과제 목표:
아래 기록에서 "Guideline: mark the distant" 문구가 있는 줄부터 시작해 "[[299, 490], [38, 275]]" 문구가 있는 줄까지 한 글자도 바꾸지 말고 옮겨 적으세요. 시작 줄과 끝 줄도 포함합니다.

입력 기록:
★ ★ ★ ★

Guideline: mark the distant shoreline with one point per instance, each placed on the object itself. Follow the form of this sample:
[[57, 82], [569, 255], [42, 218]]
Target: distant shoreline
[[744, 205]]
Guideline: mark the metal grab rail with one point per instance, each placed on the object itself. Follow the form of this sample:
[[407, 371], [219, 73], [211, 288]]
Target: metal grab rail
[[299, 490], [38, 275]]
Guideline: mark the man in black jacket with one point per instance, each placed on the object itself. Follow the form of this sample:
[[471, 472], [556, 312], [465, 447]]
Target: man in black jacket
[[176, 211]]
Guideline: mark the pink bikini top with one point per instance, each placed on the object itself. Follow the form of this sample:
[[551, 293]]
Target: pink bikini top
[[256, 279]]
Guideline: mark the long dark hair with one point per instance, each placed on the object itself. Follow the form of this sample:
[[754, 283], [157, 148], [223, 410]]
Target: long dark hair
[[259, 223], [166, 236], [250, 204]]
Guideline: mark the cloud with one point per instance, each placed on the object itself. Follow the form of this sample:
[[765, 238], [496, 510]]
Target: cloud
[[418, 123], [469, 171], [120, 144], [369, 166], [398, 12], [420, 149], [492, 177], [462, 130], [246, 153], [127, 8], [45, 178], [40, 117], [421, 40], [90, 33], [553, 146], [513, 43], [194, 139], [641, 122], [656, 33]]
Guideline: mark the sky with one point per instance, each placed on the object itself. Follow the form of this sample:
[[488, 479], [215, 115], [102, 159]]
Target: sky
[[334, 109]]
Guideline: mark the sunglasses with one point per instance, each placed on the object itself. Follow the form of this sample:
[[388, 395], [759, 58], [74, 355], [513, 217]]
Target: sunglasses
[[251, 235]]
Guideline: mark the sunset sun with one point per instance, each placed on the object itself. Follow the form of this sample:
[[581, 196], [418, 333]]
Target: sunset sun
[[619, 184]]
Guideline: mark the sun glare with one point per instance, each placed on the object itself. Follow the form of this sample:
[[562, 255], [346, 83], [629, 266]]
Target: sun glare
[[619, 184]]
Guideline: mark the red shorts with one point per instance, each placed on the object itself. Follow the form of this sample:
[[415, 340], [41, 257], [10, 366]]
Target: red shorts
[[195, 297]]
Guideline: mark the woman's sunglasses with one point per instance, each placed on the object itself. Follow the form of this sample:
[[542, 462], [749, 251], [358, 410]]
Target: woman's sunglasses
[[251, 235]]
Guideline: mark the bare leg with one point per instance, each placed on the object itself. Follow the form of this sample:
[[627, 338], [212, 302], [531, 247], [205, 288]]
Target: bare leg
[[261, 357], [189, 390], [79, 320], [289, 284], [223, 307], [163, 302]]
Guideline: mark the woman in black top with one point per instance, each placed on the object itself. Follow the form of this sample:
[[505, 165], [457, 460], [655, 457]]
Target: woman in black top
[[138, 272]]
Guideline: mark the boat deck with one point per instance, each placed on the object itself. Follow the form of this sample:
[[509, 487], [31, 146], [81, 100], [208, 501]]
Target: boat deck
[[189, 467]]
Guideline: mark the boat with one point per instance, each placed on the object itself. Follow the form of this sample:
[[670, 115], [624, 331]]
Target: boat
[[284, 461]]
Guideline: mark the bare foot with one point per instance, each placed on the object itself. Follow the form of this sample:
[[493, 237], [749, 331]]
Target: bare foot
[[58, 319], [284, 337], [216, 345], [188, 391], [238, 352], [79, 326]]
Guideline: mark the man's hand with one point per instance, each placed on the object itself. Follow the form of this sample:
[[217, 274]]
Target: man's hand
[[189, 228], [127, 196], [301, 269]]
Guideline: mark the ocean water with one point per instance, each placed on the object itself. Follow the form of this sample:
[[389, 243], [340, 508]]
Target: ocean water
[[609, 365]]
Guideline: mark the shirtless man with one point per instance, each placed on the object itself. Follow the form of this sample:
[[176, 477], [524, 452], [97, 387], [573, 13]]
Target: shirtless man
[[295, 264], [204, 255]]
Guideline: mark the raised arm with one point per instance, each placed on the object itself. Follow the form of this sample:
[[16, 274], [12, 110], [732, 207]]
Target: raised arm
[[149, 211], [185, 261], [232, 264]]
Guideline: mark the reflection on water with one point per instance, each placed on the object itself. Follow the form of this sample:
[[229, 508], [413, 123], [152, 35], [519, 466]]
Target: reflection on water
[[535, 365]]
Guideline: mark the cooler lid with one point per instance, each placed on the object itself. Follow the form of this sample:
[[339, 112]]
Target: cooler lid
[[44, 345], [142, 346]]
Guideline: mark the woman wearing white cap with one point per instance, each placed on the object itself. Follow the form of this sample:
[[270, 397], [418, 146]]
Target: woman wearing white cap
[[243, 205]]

★ ★ ★ ★

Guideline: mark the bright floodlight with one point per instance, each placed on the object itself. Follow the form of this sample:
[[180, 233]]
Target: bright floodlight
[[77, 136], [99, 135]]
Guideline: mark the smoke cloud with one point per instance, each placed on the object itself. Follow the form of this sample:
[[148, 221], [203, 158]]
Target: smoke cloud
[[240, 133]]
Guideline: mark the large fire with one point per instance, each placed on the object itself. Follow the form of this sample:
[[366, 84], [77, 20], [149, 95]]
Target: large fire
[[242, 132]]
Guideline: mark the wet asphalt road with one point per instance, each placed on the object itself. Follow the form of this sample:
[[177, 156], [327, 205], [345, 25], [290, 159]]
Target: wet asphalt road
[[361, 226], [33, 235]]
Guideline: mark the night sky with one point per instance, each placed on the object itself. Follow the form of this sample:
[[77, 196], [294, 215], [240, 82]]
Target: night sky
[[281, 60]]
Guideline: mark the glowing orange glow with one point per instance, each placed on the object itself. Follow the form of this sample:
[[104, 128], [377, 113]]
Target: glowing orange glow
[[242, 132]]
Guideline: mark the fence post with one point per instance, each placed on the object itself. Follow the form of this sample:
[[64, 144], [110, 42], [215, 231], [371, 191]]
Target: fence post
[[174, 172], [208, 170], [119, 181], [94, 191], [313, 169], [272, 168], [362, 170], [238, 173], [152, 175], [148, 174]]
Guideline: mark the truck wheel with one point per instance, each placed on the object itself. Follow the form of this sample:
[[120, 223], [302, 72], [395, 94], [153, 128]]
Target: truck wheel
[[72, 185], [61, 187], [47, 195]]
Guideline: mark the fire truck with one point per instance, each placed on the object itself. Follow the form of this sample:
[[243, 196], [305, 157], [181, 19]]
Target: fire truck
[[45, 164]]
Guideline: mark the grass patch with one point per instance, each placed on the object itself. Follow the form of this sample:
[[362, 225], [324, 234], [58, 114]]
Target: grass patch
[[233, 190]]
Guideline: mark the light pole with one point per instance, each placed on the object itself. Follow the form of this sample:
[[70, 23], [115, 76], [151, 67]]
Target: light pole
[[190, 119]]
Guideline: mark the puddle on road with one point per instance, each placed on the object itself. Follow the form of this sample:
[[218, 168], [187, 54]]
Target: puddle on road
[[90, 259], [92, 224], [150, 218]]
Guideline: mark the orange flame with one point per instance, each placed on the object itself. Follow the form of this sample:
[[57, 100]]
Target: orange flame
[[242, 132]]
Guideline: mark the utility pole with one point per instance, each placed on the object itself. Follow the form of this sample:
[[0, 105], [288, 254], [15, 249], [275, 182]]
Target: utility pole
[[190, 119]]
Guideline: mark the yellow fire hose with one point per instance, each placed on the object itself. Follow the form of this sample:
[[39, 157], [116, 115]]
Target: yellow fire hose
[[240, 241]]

★ ★ ★ ★

문제 풀이:
Guideline: mark the distant shoreline with one point per instance, each placed on the object itself. Follow the form of this sample:
[[57, 82], [569, 255], [42, 218]]
Target: distant shoreline
[[744, 205]]
Guideline: mark the metal grab rail with one point per instance, each placed on the object itself. Follow the form of this sample:
[[407, 371], [219, 73], [211, 288]]
Target: metal grab rail
[[299, 490], [38, 275]]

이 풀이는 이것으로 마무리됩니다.